BEGIN Record excerpts
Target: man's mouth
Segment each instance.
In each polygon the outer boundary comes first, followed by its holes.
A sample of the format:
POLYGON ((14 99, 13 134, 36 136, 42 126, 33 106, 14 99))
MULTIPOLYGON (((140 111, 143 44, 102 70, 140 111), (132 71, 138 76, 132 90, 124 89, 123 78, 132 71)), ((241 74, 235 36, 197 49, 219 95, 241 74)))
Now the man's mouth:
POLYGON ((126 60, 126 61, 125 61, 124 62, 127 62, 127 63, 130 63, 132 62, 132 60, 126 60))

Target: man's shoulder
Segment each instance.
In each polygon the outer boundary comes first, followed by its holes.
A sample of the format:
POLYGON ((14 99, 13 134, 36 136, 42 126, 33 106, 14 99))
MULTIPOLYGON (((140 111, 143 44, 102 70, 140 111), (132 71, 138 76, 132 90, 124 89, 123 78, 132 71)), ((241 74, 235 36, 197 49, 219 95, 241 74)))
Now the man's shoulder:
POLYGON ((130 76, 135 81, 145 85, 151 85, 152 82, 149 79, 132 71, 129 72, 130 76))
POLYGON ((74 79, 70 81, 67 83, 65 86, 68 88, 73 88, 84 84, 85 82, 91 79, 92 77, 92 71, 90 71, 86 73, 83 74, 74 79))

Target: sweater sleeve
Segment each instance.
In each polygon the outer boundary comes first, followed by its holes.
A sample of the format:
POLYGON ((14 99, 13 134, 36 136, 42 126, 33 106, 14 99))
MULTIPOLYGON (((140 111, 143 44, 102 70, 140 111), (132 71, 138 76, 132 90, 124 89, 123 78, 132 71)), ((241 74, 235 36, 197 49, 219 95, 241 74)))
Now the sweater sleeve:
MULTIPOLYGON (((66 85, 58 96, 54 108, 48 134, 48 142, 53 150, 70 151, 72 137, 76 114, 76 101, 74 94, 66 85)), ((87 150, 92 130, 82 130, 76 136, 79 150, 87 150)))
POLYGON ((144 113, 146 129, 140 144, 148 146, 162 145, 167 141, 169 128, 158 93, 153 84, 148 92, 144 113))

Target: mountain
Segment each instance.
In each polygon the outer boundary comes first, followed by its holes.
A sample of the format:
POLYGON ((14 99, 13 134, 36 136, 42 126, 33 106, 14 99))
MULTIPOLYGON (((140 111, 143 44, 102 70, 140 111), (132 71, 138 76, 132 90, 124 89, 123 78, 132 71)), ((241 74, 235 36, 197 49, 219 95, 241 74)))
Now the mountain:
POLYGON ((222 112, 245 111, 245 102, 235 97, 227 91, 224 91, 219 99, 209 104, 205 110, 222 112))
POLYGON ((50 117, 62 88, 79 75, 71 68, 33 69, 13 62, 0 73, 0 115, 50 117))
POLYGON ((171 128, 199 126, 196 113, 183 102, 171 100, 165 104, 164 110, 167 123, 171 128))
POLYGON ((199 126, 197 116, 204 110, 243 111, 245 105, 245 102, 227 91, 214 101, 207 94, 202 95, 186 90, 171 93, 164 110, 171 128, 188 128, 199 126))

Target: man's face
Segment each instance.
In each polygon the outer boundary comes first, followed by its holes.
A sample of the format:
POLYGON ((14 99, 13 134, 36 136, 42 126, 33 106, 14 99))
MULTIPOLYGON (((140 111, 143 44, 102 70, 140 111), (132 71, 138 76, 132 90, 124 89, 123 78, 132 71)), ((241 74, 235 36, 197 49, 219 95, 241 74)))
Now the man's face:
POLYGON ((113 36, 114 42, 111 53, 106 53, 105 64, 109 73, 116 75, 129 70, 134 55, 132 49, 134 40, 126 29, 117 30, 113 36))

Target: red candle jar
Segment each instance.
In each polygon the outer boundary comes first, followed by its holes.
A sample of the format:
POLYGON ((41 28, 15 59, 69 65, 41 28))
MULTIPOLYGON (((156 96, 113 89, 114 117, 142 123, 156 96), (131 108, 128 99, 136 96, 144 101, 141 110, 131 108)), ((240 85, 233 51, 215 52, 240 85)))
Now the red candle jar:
END Record excerpts
What the exercise asks: Arrange the part of the records that opens with the line containing "Target: red candle jar" and closes with the final line of the records as a JSON list of strings, one string per line, omitting blank lines.

Reply:
[
  "Target: red candle jar",
  "Segment each instance.",
  "In each polygon the outer boundary comes first, followed by its holes.",
  "A sample of the format:",
  "POLYGON ((41 28, 15 59, 69 65, 41 28))",
  "MULTIPOLYGON (((156 96, 113 89, 114 117, 142 123, 156 96), (131 108, 128 99, 136 96, 144 101, 141 110, 131 108)), ((240 85, 233 51, 215 52, 240 85)))",
  "Now the red candle jar:"
]